*ACTIONS TO TAKE*:
A. Answer these questions about the Flogging Molly concert review, one per line, marking each answer as its question is marked:
(i) How many members are in the band?
(ii) Who is the band's bass player?
(iii) To whom was the song Factory Girls dedicated?
B. Output everything in the Flogging Molly concert review from "It was a post" down to "to pan out.".
C. Write the next part of the Flogging Molly concert review, picking up after its last sentence.

** start of DOCUMENT PASSAGE **

It was a post Glastonbury chill down show that was being filmed for the forthcoming DVD of the Speed Of Darkness tour that continues on for most of the rest of the year. Whenever I see a band that tours as hard as Flogging Molly do, I always expect it to show and it has to be said - as someone who had never seen them before and didn't own any of their music - that it was a great night out.

They are a 7 piece Irish-American fiddle and accordion folk punk band whose fans were chanting for them for about 40 minutes before they came on, ramping up the atmosphere with terrace chant calls. It was obvious the place was going to explode when they finally came on and the fact that the fans were singing along to the music the DJ was playing was enough of an indication of how the evening was going to pan out.

From the very opening word of the band's intro to The Likes Of You Again', the opening song, made me wonder how I had missed out on them for so long. Still, Dave King is a more than able frontman who never stopped joking and also thanking us between songs and they never really hung about, rattling through Swagger and the title track of the new album Speed Of Darkness like they had all snorted 3 grams of finest bathtub speed before coming on stage. The lyrics are good angry social commentary diatribes such as the fantastically bitter Requiem for a Dying Song and the Worst Day Since Yesterday.

Nathan Maxwell The Bass player who had been hanging out in the audience before they went on was demented for most of the show. He could easily be in a Psychobilly band while giving off the air of the sort of guy who could as easily walk up to you and hug you as punch you in the stomach. Both would be signs of affection but boy does he rip at that bass.

By the time they got to Saints and Sinners off the new album a pattern in the audience began to get established. Every time they started a new song a part of the huge pit went to the bar or further back and as soon as something familiar like The Wanderlust got played they surged back forwards. It was almost like we were at sea and the tide was rushing in and out, riding the waves of euphoria as they crashed on towards a tender song like Factory Girls that was dedicated to Dave King's mother and to anyone else who has worked in a factory and been exploited.

** end of DOCUMENT PASSAGE **
** start of INFORMATION SUPPLIED **

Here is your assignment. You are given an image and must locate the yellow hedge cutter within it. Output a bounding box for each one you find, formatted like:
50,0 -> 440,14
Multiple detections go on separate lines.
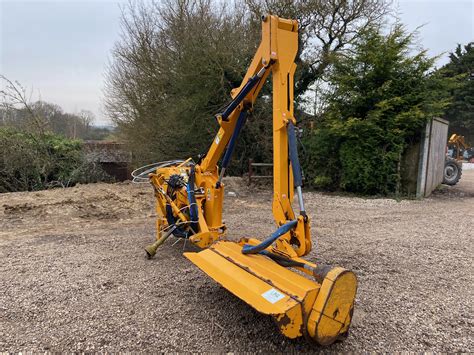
146,16 -> 357,345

** end of INFORMATION SUPPLIED **

*ANSWERS BY TASK*:
A.
(i) Seven; they are a 7 piece band.
(ii) Nathan Maxwell.
(iii) Dave King's mother and anyone else who has worked in a factory and been exploited.

B.
It was a post Glastonbury chill down show that was being filmed for the forthcoming DVD of the Speed Of Darkness tour that continues on for most of the rest of the year. Whenever I see a band that tours as hard as Flogging Molly do, I always expect it to show and it has to be said - as someone who had never seen them before and didn't own any of their music - that it was a great night out.

They are a 7 piece Irish-American fiddle and accordion folk punk band whose fans were chanting for them for about 40 minutes before they came on, ramping up the atmosphere with terrace chant calls. It was obvious the place was going to explode when they finally came on and the fact that the fans were singing along to the music the DJ was playing was enough of an indication of how the evening was going to pan out.

C.
We were on the high seas of Sail On that had a nice fiddle solo from Dave's wife Bridget Regan as it seemed we had sailed over to Tobacco Island. That seemed to be a real crowd favourite that came across as about halfway between the Dropkick Murphys and The Pogues and Dave's introduction to Revolution left us in no doubt as to who the band blames for the state the world is in and how they are looking forward to playing a teargas friendly gig or two in Greece shortly.

The spectre of the Irish education system reared it's head for Rebels of The Sacred Heart a brilliant song that really got the pit going and the girl who had flip flops on scurrying to the side of the venue. Sorry to raise this, but why would you go to a gig like this wearing flip flops? Flogging Molly spoke a fair bit about the new album being recorded in Ireland and Detroit and the collapse of both places was evoked on the very angry battle cry of Don't Shut Them Down and the even angrier closing song of What's left of the Flag.

Needless to say the place erupted at the end and soon enough they were back for an encore of (for them) fairly slow Float and then a final rampage through The Seven Deadly Sins: a song that could almost be an outtake from Jim Carroll's Catholic Boy. It was a brilliant end to a stonkingly good show that left everyone smiling and looking forward to there return in the Autumn. Catch them live if you can.

Tour dates can be found at:

Flogging Molly online

This show will make a highly entertaining dvd and hopefully live album soon enough.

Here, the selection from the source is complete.